Extracted records

┌──

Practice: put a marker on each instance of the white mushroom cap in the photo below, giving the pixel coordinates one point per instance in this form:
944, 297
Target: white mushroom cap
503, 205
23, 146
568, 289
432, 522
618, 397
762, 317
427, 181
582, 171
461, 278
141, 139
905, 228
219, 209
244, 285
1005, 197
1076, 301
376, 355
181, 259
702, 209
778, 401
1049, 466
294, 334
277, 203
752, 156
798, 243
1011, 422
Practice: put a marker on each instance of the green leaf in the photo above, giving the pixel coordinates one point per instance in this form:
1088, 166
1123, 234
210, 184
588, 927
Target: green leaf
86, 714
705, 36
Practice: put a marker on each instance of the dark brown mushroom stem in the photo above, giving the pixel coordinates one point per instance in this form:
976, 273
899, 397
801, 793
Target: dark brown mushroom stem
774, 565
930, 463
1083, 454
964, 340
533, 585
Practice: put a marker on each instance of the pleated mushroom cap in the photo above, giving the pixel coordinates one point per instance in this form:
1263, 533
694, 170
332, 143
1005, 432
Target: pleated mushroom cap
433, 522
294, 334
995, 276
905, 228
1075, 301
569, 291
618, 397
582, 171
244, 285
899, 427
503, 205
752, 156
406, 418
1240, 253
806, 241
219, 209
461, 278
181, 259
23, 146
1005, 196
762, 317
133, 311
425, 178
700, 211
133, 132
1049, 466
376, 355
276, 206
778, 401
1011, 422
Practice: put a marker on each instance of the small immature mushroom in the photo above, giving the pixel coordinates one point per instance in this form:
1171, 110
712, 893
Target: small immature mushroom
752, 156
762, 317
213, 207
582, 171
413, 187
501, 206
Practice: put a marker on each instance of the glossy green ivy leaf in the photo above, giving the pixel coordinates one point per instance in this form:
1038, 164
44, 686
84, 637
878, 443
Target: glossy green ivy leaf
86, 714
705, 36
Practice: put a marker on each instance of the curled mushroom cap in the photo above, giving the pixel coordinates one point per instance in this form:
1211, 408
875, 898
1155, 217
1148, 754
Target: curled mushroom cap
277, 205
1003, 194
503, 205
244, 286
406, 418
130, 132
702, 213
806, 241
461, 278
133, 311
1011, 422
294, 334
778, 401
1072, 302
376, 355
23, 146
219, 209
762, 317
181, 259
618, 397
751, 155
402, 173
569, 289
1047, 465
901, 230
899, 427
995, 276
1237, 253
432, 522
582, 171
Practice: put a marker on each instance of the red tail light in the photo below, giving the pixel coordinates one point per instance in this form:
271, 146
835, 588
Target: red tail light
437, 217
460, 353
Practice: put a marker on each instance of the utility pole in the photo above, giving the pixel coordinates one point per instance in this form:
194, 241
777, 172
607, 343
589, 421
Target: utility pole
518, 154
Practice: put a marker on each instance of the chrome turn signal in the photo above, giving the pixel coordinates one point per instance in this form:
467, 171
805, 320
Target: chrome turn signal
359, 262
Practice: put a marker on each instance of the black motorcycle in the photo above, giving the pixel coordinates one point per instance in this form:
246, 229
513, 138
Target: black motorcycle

└──

Swap every "put a marker on" in the data above for "place a point on", leaving everything else unchanged.

Practice: place a point on each instance of the white mushroom cap in the photo below, giving the pixel coordinates one point per instance in this form:
944, 297
Target: white mushroom cap
503, 205
23, 146
568, 289
432, 522
618, 397
762, 317
427, 181
582, 171
461, 278
141, 139
905, 228
219, 209
244, 285
1005, 197
1076, 301
376, 355
181, 259
702, 209
778, 401
1049, 466
294, 334
277, 203
752, 156
798, 243
1011, 422
Practice: place a point on each instance of the green leaf in the photo above, giving the pixel coordinates one point per instance in this form:
1088, 166
1123, 234
210, 184
588, 927
Target: green leaf
86, 714
705, 36
Practice: place a point on each instance of the dark brown mushroom stem in the photo above, giving the pixel coordinates one point per instance in this form:
976, 273
899, 397
801, 793
Target: dark brown mushroom stem
774, 565
930, 463
1083, 454
964, 340
533, 585
Practice: place a point on each instance of the pleated mushroom cap in the photo above, giving the pixel coordinates one point per instance in this form:
1263, 533
694, 170
332, 143
1005, 432
Target: pleated mushroom cap
433, 522
294, 334
995, 276
905, 228
1075, 301
569, 291
618, 397
582, 171
244, 285
899, 427
503, 205
752, 156
406, 418
1240, 253
806, 241
219, 209
461, 278
181, 259
23, 146
1005, 196
762, 317
133, 311
425, 178
700, 211
133, 132
1049, 466
376, 355
276, 206
778, 401
1011, 422
Practice: place a point on each instance of the small immature mushroom in the photo above, giving the pixel coordinates one point per instance in this form:
1171, 110
712, 893
Target: small immature mushroom
752, 156
762, 317
213, 207
582, 171
413, 187
501, 206
Practice: place a point on each instance of the glossy green ivy leaf in the photo above, giving the pixel coordinates one point per instance in this form:
1038, 164
44, 686
84, 637
878, 443
Target: glossy green ivy leaf
86, 714
705, 36
Practice: place a point on each instance of the curled mushroom cap in the photo above, giving the pixel coordinates one point per instance in this form:
1211, 408
875, 898
1155, 217
1148, 754
Target: curled mushroom cap
277, 205
1003, 194
503, 205
244, 286
406, 418
130, 132
702, 213
806, 241
461, 278
133, 311
1011, 422
294, 334
778, 401
1072, 302
376, 355
23, 146
219, 209
762, 317
181, 259
618, 397
751, 155
402, 173
569, 289
1047, 465
901, 230
899, 427
995, 276
1237, 253
432, 522
582, 171
Practice: place a point on each instance of the red tail light in the photo below, giving the pixel coordinates one point per instance in this form:
271, 146
835, 588
Target: red tail light
437, 217
460, 353
Practice: place a point on each instance of the utility pole in the photo above, giving the pixel coordinates one point per instance in this form:
194, 241
777, 172
607, 343
589, 421
Target: utility pole
518, 154
Practice: place a point on each instance of the chrome turn signal in the photo above, giving the pixel coordinates one point per instance in this form:
467, 171
805, 320
Target: chrome turn signal
359, 262
Practice: place a point on each instance of the black motorcycle in the photo above, giving the pixel coordinates one point per instance in this form:
246, 229
513, 138
Target: black motorcycle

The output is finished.